======== Selected text

Post Tue Nov 05, 2024 7:05 pm

2024-Wang et al-preprint

"Generalized cell phenotyping for spatial proteomics with language-informed vision models"
Xuefei (Julie) Wang, Rohit Dilip, Yuval Bussi, Caitlin Brown, Elora Pradhan, Yashvardhan Jain, Kevin Yu, Shenyi Li, Martin Abt, Katy Borner, Leeat Keren, Yisong Yue, Ross Barnowski, David Ashley Van Valen
bioRxiv, posted November 03, 2024
https://doi.org/10.1101/2024.11.02.621624

- will update when/if this is peer-reviewed and published


- Honestly, it's difficult to determine exactly which IMC and MIBI-TOF data is being reused here: while the MIBI-TOF reference 1 is 2019-Keren et al-Sci Adv (a commonly reused dataset), the IMC reference is 2014-Giesen et al-Nat Methods

- "To create a dataset that captured the diversity of marker panels, cellular morphologies, tissue heterogeneity, and technical artifacts present in the field, we first compiled data from published sources 19,27–40, as well as unpublished data deposited in the HuBMAP data portal."

- "The resulting dataset, Expanded TissueNet, consists of 10.5 million cells, spanning six imaging platforms: Imaging Mass Cytometry (IMC) 3, CO-Detection by indEXing (CODEX) 2, Multiplex Ion Beam Imaging (MIBI) 1, Iterative Bleaching Extends Multiplexity (IBEX) 5, MICS (MACSima Imaging Cyclic Staining) 4, and Multiplexed immunofluorescence (MxIF) with Cell DIVET M technology (Leica Microsystems, Wetzlar, Germany), with the majority of data coming from the first three."

- "Instruction for downloading the pretrained model weights and a subset of ExpandedTissueNet that includes all data sourced from public datasets (5.2 million cells) is available at https://vanvalenlab.github.io/deepcell-types. The remaining datasets were made available to our lab before their publication to improve model performance. These are available upon reasonable request and will be made publicly available upon publication of the corresponding manuscripts."

================
======== Recorded information

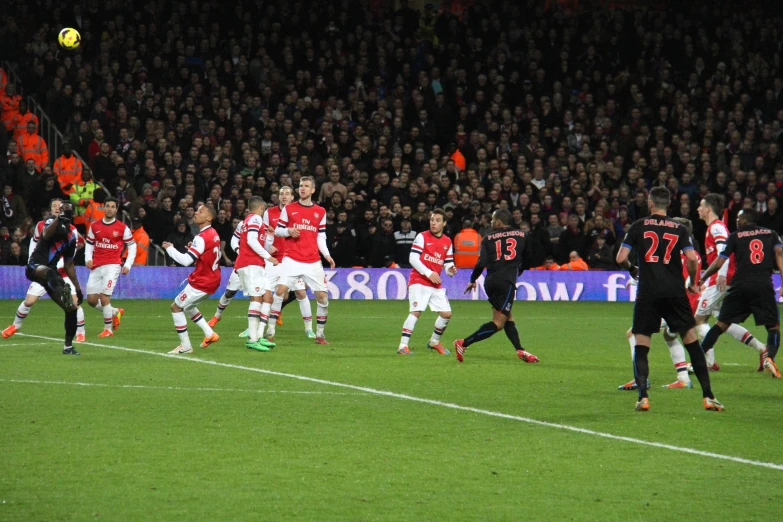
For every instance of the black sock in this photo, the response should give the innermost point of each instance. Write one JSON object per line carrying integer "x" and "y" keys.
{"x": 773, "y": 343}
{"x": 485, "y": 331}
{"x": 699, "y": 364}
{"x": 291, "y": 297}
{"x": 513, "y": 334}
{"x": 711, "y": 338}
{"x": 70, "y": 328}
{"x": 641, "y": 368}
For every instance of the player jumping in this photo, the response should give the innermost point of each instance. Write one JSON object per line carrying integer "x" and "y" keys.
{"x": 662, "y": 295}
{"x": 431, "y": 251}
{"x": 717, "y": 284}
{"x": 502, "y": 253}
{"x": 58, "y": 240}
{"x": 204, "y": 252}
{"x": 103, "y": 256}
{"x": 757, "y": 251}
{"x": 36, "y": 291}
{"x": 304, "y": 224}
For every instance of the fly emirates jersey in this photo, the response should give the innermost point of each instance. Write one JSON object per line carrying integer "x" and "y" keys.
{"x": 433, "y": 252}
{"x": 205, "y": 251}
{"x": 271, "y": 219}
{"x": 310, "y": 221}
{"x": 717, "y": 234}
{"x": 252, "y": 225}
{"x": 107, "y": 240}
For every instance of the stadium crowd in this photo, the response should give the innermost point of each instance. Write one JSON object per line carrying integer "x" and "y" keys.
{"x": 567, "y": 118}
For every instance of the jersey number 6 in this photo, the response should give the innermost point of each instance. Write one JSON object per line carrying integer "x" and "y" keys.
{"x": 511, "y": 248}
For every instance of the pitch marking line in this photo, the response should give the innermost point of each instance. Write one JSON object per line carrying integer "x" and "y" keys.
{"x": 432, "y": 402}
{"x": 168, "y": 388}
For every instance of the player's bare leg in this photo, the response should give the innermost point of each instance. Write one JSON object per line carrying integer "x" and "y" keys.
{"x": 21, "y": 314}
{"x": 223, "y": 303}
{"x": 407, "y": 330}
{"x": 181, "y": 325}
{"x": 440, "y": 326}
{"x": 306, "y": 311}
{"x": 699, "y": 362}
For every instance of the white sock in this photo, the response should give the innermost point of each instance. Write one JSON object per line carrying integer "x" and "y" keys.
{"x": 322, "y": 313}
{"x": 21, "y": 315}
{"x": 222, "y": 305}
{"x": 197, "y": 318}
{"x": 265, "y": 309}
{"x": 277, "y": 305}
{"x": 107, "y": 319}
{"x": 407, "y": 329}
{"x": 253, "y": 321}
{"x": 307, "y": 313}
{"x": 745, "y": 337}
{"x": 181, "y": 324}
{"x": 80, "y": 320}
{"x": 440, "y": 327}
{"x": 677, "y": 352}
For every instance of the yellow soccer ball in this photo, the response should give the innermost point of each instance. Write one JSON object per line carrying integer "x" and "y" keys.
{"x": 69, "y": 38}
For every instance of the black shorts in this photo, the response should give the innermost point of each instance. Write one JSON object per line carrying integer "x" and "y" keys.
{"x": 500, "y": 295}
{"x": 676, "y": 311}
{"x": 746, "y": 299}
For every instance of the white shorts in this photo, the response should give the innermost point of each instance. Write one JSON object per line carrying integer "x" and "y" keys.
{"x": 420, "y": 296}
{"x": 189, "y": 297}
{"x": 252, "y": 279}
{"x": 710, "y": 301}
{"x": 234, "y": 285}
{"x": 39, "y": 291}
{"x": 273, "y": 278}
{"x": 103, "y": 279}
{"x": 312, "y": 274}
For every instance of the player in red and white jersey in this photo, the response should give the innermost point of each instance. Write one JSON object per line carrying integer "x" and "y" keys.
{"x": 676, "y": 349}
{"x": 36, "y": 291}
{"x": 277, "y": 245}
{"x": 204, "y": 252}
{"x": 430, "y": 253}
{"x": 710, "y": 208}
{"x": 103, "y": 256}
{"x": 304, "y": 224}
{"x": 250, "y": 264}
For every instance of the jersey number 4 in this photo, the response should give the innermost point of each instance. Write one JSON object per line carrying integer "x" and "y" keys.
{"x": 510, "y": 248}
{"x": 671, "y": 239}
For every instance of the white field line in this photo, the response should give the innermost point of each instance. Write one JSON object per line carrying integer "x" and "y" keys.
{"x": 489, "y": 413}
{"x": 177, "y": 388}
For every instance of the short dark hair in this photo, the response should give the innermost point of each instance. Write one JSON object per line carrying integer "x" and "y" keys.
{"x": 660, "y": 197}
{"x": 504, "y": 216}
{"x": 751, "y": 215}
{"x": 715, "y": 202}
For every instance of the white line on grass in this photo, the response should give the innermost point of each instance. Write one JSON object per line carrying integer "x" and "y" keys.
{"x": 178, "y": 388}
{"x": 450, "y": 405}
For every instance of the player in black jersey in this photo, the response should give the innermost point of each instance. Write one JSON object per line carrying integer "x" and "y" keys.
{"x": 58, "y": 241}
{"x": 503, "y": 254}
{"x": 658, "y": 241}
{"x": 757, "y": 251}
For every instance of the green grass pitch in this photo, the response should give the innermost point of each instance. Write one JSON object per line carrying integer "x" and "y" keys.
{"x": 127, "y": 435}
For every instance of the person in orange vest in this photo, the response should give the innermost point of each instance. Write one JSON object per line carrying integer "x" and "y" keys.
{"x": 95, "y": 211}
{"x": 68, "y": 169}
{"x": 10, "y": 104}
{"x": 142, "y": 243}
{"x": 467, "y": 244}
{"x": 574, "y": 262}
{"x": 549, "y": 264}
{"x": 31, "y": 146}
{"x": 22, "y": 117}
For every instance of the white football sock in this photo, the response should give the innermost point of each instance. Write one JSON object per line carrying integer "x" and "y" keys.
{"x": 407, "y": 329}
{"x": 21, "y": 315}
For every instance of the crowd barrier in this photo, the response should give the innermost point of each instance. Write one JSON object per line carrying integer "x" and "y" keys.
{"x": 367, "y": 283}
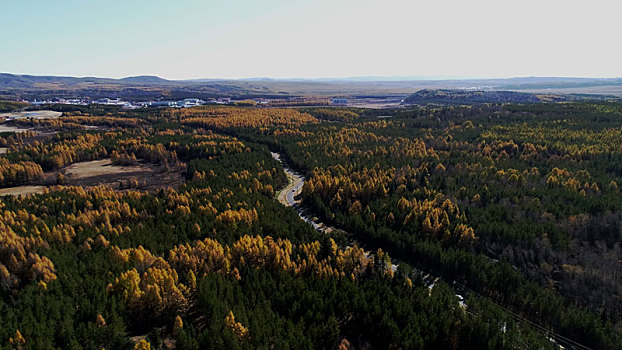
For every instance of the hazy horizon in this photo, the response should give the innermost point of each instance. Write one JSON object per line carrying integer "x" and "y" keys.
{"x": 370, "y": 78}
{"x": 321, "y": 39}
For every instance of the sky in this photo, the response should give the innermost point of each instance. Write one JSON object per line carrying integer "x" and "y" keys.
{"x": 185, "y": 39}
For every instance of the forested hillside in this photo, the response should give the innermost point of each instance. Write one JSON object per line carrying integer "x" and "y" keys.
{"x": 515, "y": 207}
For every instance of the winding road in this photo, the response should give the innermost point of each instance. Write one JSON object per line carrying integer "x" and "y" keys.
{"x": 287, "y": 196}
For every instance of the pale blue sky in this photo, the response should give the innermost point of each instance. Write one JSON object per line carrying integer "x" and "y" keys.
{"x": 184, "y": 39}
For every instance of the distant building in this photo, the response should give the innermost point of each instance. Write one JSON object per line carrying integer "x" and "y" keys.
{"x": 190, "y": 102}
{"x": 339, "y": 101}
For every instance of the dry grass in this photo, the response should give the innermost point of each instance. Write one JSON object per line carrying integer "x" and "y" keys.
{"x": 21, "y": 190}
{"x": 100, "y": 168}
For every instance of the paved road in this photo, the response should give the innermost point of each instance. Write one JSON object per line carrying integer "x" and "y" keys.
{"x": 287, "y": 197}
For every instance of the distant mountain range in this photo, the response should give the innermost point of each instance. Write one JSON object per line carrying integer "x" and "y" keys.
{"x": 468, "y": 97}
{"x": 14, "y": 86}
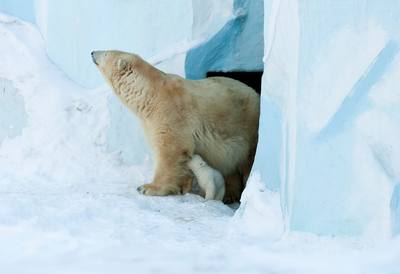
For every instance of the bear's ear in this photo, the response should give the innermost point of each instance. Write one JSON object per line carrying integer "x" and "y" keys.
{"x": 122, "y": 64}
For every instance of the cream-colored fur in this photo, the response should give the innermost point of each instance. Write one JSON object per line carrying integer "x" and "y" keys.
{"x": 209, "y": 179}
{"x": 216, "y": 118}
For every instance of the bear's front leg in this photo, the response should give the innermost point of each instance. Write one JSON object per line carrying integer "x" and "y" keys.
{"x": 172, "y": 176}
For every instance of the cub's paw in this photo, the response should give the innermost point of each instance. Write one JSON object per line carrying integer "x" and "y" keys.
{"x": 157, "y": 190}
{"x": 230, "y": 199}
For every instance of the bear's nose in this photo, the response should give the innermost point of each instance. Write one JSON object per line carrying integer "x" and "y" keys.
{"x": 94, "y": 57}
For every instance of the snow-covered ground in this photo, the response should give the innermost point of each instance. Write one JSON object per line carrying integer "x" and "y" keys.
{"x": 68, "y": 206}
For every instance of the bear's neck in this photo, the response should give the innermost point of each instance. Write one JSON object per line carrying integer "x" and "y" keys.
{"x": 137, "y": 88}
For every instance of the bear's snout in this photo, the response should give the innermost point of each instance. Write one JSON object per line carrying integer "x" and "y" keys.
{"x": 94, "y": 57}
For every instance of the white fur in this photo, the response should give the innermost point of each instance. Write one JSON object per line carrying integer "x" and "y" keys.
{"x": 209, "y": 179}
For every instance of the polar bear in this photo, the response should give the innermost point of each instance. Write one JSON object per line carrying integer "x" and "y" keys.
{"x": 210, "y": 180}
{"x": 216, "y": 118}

================
======== Recorded information

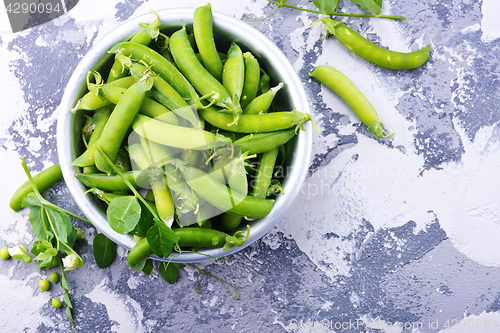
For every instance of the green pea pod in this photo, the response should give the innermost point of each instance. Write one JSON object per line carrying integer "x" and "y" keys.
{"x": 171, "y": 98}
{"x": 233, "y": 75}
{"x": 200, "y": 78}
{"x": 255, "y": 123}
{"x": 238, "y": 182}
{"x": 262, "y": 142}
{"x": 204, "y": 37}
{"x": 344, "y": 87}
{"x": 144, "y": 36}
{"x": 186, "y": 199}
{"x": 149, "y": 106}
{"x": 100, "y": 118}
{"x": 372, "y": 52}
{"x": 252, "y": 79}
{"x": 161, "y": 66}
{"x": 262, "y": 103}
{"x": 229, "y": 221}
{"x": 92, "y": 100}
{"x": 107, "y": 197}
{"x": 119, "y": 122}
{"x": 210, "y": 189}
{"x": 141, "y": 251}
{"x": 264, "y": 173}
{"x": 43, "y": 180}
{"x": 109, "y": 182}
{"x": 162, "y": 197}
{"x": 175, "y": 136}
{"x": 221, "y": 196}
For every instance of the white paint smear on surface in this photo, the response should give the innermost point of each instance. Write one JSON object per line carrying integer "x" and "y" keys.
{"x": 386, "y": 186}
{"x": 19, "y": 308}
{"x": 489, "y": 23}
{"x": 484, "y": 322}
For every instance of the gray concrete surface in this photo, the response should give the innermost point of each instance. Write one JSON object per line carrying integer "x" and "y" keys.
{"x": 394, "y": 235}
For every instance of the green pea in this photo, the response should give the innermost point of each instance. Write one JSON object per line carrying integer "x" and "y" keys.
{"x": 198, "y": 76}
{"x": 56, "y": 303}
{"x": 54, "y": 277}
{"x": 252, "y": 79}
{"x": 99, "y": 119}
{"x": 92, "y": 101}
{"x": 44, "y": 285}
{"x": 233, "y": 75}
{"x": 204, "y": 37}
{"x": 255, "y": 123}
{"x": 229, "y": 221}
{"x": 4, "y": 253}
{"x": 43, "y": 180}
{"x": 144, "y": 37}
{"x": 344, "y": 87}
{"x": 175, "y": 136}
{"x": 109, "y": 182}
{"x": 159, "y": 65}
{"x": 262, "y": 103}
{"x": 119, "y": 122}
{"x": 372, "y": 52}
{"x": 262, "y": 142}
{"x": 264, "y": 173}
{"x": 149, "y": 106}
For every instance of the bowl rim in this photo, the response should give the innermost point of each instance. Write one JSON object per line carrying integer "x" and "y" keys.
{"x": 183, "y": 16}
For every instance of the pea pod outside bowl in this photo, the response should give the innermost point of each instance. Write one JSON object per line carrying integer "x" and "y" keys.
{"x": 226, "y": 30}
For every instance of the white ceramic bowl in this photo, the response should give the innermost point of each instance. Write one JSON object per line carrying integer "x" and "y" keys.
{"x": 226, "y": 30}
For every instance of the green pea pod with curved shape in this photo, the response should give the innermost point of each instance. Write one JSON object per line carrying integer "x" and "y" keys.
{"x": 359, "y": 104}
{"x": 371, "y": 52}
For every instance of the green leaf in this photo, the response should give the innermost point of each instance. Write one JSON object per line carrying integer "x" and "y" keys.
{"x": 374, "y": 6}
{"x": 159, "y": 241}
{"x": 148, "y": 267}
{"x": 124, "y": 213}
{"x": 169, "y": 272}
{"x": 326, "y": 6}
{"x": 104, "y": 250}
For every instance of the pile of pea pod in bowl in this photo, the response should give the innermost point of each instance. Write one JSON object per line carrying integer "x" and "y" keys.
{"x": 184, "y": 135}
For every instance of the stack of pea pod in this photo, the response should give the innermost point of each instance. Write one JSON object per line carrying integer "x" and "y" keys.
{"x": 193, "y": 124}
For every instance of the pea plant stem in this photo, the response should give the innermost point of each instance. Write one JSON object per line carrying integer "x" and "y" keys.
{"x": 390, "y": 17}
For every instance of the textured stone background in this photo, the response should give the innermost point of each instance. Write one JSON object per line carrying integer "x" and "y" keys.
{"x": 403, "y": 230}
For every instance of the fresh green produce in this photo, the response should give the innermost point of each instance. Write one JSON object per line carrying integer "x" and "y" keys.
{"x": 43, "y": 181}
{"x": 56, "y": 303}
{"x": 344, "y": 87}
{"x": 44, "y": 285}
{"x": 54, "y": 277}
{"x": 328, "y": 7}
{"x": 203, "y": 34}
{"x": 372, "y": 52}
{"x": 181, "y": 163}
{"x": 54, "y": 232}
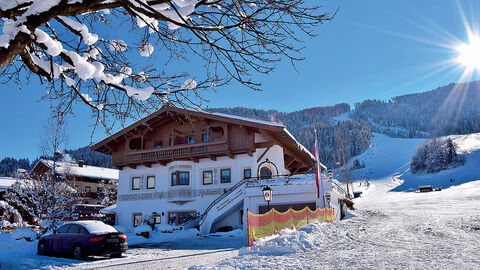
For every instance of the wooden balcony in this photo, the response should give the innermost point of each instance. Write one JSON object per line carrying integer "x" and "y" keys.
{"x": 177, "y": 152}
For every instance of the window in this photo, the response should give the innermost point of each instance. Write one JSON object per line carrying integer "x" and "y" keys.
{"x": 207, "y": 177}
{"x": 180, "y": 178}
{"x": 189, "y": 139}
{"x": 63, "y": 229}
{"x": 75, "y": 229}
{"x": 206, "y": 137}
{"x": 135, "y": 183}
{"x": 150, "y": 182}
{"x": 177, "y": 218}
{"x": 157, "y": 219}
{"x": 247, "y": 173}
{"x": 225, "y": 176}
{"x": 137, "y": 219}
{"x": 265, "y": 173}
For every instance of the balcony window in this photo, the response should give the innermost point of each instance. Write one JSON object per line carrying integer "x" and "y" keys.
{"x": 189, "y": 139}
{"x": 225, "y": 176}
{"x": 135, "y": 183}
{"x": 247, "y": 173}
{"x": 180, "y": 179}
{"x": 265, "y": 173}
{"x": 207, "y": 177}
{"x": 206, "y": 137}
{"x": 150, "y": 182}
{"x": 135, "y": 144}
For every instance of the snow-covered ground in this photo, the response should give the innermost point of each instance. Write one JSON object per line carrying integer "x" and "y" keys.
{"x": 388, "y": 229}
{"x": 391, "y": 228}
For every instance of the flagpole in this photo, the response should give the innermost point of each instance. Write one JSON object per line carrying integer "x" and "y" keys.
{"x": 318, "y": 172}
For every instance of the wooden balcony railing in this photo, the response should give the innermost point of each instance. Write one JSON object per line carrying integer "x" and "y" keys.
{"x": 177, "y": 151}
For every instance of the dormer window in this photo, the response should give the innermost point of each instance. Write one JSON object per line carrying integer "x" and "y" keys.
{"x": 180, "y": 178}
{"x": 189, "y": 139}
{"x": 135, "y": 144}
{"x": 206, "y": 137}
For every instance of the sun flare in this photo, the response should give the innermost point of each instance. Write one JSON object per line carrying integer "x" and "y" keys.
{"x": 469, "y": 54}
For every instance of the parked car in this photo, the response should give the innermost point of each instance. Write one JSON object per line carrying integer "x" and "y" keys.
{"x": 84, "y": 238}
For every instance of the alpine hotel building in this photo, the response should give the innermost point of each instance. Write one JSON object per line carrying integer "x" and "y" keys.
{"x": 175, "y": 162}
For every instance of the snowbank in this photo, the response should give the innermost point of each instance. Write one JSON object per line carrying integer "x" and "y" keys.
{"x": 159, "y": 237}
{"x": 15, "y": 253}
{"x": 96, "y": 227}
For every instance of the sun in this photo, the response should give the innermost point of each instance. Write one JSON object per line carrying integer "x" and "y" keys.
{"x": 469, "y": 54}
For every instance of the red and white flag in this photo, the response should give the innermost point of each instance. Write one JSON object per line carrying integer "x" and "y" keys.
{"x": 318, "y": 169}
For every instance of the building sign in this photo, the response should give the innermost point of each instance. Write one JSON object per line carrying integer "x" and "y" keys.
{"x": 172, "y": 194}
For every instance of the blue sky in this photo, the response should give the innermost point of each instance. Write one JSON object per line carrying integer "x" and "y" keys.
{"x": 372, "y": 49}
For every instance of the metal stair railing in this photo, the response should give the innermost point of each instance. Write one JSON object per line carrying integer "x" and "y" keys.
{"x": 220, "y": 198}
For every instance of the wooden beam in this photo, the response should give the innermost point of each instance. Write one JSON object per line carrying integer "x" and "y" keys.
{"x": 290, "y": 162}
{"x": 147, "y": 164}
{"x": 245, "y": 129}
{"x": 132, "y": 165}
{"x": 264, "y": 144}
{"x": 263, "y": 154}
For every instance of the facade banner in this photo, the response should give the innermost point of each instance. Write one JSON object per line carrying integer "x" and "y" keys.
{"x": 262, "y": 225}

================

What you will do =>
Using the forum post, explain in one to three sentences why only part of Expanded TissueNet is offered for download. The lines above come from a separate source.

Solution =>
The downloadable subset (5.2 million cells) holds only the data drawn from public datasets. The remaining datasets were given to the lab before their publication to improve model performance. They are available upon reasonable request and will be released publicly once the corresponding manuscripts are published.